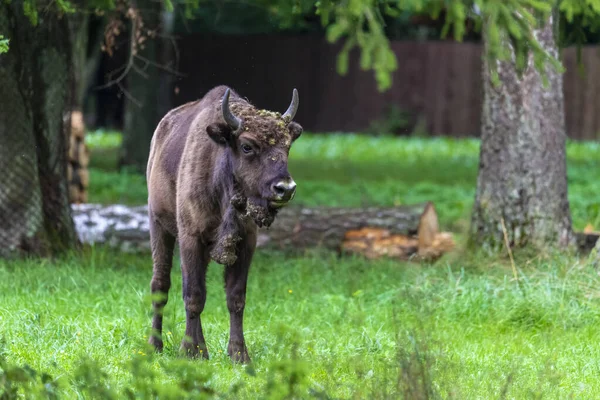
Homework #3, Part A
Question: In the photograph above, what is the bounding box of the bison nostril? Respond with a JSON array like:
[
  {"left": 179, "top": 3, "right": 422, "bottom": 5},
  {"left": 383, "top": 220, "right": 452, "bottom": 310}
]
[
  {"left": 272, "top": 179, "right": 297, "bottom": 200},
  {"left": 273, "top": 183, "right": 286, "bottom": 196}
]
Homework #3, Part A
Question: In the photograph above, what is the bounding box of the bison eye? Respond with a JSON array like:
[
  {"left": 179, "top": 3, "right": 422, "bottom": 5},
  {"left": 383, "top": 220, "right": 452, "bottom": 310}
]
[{"left": 241, "top": 144, "right": 253, "bottom": 154}]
——
### Requirement
Copy all the lines above that hold the string "Question".

### Reply
Question: In the photograph above, what is the bounding box of the bison nostril? Respond with a JSON array like:
Question: In the photograph above, what is the bounding box of the bison eye? Respond with a JSON array like:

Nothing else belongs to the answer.